Origine : Message Internet
Date: 10 Avril 2006
Objet: [multitudes-infos] Jouissance de la lutte

Une personne (p4) m'a envoyé le texte qui suit :

* Jouissance et lutte. *

Ces deux mots devraient suffire à répondre aux mauvaises questions : Qui a gagné ? S’agit-il d’une victoire ? Mauvaises questions car jouir et lutter collectivement est toujours une victoire.

On dira que la question ne doit pas encore se poser puisque le mouvement n’est pas fini. Certaines facs, certains étudiants et certains lycéens vont sans doute continuer la mobilisation en exigeant le retrait de la loi sur l'égalité des chances et le retrait du CNE. Au moins cette semaine. Après, il y a peu de chance que le mouvement perdure même s’il faut continuer à le soutenir et y participer tant qu’il dure. Quelle que soit l’issue de cette fin de mouvement, l’enjeu actuel est de construire sa fin, comme une /victoire/ /symbolique/ et /politique/ réelle c’est-à-dire de rendre cette victoire visible et lisible, avec l’idée qu’elle aura en partie le sens que nous lui donnerons.

Il y a bien sûr un piège à dire comme beaucoup, c’est fini, on a gagné sur le CPE, que tout rentre dans l’ordre. Mais c’est également un piège que de ne pas engranger les bénéfices de cette lutte et de ne pas s’en réjouir.

On aurait de bonnes raisons d’être amer et défaitiste. Si l’article 8 de la loi sur l’égalité des chances est retiré, l’ensemble de la loi demeure avec ses crapuleries (légalisation du travail de nuit pour les apprentis, diminution de l’âge légal de l’apprentissage). On connaît la manœuvre : on élabore un projet de loi, la mobilisation monte et conteste principalement un point précis, on le retire, le reste passe.
Sans parler du CNE. Et des espoirs de grève générale. Sans parler du reste.

Mais ce pessimisme pêche par naïveté. Qui croit sérieusement qu’obtenir le retrait sur la loi sur l’égalité des chances va changer durablement et profondément la logique de précarisation, de soumission des travailleurs aux exigences du capital ? L’enjeu de cette lutte était bien de s’opposer à cette logique de précarisation mais son intérêt principal réside dans les /effets/ politiques de cette lutte.

Voilà ce que nous avons gagné : des milliers de lycéens et d’étudiants ont fait l’expérience politique de cette lutte, ont fait leurs classes.

Pêle-mêle : Ils ont découvert qu’il y avait de la jouissance à agir collectivement et politiquement.

Ils ont subi ou observé la violence répressive et policière.

Ils ont parfois compris les limites syndicales (quand les syndicats ont pris le risque du pourrissement en laissant passer 12 jours entre la manifestation du samedi 18 mars et celle du mardi 28 mars).

Ils ont appris que c’est par leur force et leur détermination que le mouvement s’est amplifié en organisant des AG, blocages de lycées, de facs, d’axes routiers, etc. et en forçant les salariés à les suivre.

----

• **Tâche courte 1**: Recopiez le passage du texte affiché qui commence aux mots « Voilà ce que » et s'arrête après « collectivement et politiquement. ».
• **Tâche courte 2**: Relevez toutes les dates mentionnées dans le texte affiché.

[Enregistrements extraits]
----

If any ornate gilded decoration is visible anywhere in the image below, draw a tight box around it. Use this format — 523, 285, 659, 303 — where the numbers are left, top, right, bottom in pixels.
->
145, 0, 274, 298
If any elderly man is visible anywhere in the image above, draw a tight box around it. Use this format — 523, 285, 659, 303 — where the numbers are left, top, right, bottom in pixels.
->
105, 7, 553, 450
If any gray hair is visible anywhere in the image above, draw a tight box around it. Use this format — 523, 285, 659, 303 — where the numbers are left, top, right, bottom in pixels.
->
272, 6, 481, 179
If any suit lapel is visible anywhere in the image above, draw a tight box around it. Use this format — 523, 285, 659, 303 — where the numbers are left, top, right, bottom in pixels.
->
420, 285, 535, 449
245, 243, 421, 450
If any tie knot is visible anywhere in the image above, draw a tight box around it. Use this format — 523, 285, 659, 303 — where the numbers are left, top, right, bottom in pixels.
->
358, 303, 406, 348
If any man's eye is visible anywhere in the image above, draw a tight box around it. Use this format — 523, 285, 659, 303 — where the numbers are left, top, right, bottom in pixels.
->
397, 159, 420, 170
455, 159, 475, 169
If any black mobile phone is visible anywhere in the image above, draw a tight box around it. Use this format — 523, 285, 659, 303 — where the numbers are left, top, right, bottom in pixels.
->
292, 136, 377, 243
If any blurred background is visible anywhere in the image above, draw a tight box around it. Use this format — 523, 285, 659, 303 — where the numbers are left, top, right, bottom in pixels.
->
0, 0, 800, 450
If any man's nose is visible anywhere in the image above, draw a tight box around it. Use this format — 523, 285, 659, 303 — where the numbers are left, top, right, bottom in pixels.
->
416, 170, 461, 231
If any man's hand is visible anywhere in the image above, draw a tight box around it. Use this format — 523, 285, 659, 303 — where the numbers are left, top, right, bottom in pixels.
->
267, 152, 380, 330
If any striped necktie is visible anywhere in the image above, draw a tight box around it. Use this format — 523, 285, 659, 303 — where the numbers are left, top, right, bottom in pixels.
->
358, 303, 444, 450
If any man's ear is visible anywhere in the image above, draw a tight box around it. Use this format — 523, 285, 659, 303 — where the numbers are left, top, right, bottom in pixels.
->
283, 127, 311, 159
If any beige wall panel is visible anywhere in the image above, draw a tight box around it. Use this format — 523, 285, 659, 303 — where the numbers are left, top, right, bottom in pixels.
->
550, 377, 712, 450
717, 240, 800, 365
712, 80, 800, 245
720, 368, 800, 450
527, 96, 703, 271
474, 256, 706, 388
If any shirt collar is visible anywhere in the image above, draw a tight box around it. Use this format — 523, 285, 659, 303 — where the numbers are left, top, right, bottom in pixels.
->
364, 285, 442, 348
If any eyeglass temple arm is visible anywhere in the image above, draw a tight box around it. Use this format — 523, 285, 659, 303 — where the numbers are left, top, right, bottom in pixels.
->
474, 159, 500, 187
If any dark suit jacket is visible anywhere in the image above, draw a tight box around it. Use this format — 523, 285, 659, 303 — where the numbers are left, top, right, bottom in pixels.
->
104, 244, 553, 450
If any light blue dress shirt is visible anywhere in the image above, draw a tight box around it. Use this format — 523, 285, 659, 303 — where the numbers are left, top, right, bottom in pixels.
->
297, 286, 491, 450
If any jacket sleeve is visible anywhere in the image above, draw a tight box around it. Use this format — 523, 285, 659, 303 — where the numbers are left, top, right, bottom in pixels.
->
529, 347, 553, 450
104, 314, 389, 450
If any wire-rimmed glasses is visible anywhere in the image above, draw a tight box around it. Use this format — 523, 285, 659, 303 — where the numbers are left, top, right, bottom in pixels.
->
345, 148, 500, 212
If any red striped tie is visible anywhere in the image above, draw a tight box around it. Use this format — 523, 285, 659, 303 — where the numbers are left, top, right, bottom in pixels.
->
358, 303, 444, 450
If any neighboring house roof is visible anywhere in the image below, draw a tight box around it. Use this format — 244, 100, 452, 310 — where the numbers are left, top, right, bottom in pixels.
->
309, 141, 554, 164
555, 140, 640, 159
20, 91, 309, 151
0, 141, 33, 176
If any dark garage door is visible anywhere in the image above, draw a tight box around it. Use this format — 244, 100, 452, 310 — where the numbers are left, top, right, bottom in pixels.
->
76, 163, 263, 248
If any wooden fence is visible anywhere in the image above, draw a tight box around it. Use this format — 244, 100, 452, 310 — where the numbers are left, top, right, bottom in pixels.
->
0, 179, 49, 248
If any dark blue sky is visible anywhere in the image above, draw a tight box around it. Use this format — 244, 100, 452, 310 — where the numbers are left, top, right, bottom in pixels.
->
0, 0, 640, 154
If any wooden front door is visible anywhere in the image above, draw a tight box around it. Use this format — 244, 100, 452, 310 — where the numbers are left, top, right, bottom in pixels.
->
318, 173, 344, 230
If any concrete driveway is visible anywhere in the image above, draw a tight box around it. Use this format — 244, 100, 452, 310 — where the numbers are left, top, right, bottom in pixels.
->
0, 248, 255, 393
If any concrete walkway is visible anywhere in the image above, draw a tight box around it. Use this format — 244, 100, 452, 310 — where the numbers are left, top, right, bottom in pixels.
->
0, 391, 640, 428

----

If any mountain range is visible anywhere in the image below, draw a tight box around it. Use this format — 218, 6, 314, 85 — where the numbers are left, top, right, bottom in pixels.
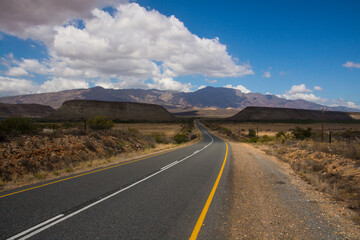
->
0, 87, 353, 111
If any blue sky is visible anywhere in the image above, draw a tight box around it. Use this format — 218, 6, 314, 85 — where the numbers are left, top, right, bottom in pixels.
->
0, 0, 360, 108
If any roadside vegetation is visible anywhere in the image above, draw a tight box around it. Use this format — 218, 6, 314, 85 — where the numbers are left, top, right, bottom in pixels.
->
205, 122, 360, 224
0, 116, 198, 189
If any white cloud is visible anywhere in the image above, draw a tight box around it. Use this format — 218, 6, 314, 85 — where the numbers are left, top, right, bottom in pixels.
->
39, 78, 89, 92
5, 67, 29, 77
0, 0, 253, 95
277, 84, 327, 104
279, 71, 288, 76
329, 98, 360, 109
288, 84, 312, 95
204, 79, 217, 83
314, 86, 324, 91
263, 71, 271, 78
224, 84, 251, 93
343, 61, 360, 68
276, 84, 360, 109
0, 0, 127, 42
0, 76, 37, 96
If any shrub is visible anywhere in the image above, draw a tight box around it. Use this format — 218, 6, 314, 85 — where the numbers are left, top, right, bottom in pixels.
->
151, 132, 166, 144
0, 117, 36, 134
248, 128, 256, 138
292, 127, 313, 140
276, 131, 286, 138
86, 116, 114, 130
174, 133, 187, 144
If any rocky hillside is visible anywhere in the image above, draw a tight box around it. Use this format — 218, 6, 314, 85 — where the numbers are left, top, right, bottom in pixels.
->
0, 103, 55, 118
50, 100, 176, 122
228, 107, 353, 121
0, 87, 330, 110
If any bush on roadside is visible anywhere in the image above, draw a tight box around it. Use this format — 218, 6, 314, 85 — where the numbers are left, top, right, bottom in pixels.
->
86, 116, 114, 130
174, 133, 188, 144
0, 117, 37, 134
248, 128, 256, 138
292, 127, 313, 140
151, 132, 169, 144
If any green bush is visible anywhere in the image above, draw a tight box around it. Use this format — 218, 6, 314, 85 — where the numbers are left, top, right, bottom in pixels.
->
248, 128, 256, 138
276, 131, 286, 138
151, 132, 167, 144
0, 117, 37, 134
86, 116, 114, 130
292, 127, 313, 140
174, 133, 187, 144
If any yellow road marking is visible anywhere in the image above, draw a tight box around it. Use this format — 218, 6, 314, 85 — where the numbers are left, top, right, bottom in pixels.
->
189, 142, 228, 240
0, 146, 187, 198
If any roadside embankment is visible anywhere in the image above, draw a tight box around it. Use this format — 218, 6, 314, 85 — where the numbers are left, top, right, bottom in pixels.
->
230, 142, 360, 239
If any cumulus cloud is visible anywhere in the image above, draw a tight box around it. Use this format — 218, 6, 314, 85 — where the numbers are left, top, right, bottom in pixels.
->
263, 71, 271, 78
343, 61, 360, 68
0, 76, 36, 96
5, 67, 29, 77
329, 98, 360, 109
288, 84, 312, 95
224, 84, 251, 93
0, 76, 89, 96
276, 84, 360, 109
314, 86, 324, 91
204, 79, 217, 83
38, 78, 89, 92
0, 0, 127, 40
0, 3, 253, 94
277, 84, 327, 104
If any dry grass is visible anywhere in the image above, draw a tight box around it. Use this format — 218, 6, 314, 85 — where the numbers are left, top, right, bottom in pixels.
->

----

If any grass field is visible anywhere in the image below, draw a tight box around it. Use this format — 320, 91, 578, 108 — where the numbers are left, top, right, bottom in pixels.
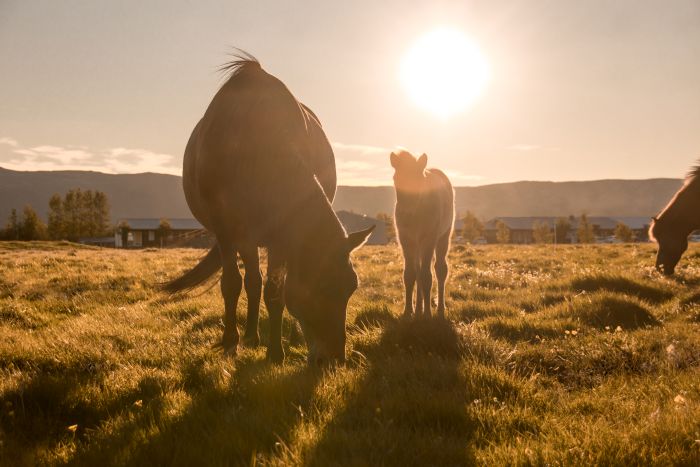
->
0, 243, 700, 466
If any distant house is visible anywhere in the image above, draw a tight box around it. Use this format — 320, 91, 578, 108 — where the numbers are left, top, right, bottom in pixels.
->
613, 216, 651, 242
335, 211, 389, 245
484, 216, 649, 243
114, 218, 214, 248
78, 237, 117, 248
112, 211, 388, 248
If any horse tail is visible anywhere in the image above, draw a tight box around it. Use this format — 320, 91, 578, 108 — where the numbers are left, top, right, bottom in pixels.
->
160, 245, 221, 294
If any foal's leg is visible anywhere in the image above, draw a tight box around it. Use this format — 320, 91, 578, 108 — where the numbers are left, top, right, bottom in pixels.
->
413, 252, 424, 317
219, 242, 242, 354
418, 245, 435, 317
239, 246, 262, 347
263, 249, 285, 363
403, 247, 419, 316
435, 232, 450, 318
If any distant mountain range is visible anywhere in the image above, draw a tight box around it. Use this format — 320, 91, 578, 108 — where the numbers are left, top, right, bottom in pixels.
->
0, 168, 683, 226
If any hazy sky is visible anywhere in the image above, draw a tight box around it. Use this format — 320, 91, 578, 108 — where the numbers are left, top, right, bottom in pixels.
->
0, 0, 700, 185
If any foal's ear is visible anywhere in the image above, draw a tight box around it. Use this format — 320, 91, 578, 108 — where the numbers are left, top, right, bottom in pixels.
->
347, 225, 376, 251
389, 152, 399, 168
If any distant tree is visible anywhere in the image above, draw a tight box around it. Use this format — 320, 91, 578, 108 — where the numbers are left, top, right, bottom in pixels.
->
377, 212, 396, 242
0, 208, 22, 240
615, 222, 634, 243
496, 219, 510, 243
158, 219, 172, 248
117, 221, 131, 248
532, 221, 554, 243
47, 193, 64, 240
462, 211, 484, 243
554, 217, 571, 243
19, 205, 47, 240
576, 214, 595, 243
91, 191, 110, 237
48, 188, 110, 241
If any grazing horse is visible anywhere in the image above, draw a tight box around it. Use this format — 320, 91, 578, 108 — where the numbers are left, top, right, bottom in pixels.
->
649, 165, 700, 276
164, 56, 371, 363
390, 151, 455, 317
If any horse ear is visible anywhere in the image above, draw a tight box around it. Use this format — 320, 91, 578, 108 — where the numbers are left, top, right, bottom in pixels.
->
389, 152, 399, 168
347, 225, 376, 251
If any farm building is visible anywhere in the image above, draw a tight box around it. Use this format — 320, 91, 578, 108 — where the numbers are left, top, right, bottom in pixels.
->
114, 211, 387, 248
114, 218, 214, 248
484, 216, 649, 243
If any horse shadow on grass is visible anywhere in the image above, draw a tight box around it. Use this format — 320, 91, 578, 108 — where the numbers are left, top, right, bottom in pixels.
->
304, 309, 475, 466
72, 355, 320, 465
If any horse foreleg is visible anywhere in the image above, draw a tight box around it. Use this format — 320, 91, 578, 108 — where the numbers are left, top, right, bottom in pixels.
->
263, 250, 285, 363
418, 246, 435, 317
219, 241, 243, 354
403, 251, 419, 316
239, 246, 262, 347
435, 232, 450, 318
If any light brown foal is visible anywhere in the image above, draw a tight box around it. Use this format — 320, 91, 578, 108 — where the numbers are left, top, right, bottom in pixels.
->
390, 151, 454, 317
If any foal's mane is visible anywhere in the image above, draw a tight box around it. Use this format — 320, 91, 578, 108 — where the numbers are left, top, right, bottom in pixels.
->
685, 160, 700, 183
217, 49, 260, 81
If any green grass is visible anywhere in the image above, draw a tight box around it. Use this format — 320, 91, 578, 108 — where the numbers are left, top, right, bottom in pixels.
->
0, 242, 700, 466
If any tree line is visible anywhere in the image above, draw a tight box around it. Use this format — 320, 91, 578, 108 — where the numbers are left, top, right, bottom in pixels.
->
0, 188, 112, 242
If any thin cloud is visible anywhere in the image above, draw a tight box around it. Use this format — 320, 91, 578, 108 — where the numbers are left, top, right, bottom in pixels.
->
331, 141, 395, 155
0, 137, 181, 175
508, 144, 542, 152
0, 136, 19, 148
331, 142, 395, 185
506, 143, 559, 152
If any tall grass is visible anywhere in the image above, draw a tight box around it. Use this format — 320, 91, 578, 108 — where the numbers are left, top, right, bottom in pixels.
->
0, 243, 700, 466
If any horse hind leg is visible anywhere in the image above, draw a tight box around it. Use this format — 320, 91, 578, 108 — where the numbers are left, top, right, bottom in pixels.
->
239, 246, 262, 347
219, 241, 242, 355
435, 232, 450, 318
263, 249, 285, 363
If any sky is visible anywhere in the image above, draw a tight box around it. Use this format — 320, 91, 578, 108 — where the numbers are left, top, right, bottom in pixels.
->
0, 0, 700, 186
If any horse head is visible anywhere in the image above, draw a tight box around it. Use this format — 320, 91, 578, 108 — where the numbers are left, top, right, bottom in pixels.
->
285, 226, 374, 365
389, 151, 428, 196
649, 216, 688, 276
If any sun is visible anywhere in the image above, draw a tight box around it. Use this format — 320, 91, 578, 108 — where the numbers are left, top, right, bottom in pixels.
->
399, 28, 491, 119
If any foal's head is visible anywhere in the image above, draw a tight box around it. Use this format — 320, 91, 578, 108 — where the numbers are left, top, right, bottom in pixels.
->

----

• **Réponse complète 1**:
Voilà ce que nous avons gagné : des milliers de lycéens et d’étudiants ont fait l’expérience politique de cette lutte, ont fait leurs classes.

Pêle-mêle : Ils ont découvert qu’il y avait de la jouissance à agir collectivement et politiquement.

• **Réponse complète 2**: 10 Avril 2006 ; samedi 18 mars ; mardi 28 mars